[Extracted records]
————————
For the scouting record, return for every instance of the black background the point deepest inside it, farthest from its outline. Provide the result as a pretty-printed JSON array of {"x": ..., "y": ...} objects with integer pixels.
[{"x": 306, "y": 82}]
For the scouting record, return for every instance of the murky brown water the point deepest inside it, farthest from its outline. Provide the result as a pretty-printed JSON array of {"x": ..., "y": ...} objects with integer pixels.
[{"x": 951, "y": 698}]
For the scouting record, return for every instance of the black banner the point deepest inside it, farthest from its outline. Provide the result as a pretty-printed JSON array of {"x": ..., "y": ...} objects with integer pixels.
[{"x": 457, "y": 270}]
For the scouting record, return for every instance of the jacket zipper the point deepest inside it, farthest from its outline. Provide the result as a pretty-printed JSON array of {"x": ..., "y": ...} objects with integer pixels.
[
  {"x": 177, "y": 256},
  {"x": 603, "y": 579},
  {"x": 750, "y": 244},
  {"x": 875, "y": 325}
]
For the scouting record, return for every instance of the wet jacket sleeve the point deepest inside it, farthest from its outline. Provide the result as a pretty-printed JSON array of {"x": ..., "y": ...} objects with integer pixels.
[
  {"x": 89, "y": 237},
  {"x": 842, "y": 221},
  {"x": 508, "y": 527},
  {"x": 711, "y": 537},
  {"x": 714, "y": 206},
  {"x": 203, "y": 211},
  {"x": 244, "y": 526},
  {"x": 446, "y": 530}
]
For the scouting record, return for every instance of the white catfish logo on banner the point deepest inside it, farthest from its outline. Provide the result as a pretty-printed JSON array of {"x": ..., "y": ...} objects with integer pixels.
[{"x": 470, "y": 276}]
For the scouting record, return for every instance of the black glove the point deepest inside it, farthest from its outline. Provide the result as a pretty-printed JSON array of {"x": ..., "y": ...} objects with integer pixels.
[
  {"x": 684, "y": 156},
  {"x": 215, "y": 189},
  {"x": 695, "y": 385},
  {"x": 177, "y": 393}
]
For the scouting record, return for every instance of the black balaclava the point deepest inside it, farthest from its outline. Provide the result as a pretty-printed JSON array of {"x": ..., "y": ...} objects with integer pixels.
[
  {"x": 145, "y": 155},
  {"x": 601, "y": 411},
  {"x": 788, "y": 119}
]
————————
TASK BRIEF ->
Rewrite all of the records above, swapping "deepest" for "innermost" and leaving everything else unchanged.

FINISHED TASK ->
For the scouting record, return for every instance of the black background the point innermost inside it, farthest from its outline. Provide the result as a pretty-printed JSON array of {"x": ..., "y": ...} objects with integer pixels.
[{"x": 306, "y": 82}]
For the scouting record, return for every instance of the murky brown water the point innermost inside it, farthest from its outline. Provide the result as a pretty-printed JSON array of {"x": ..., "y": ...} objects with integer pixels.
[{"x": 951, "y": 698}]
For the scouting record, return for every instance of the black banner the point innermost inside it, farthest from its outline. Provide the result as a pretty-printed JSON array of {"x": ..., "y": ...} objects with integer pixels.
[{"x": 457, "y": 270}]
For the scouting record, return for every instance of the jacket zipper the point innermost inside it, farthest from its outline. Provide the result as a pretty-printed JSON array of {"x": ..., "y": ...} objects with integer pixels.
[
  {"x": 177, "y": 256},
  {"x": 603, "y": 579},
  {"x": 750, "y": 244},
  {"x": 875, "y": 325}
]
For the scouting record, return for every instance of the wet jacket sleeve the point innermost inside it, farthest from its outline. Provide the result as a pretty-printed JSON array of {"x": ..., "y": ...} objects with integer pixels.
[
  {"x": 89, "y": 237},
  {"x": 842, "y": 221},
  {"x": 508, "y": 527},
  {"x": 711, "y": 537},
  {"x": 714, "y": 206},
  {"x": 203, "y": 211},
  {"x": 244, "y": 526},
  {"x": 446, "y": 530}
]
For the scouting record, return for every instance of the white catfish logo on banner the point innermost inside it, farthest from its outline. Provide the result as a pretty-printed JSON array of {"x": ..., "y": ...} objects with integer pixels.
[{"x": 470, "y": 276}]
For the scouting record, return for every instance of the black glove the point innermost inside it, farthest from its outline. Provide the result as a pretty-printed JSON array of {"x": ..., "y": ...} objects with integer pixels.
[
  {"x": 684, "y": 156},
  {"x": 215, "y": 189},
  {"x": 695, "y": 385},
  {"x": 177, "y": 393}
]
For the scouting record, return for every instance of the black balaclava the point innermost inside it, farthest from its outline. Provide the result as a pretty-printed JSON array of {"x": ..., "y": ...} objects with integer pixels.
[
  {"x": 145, "y": 155},
  {"x": 601, "y": 411},
  {"x": 788, "y": 119}
]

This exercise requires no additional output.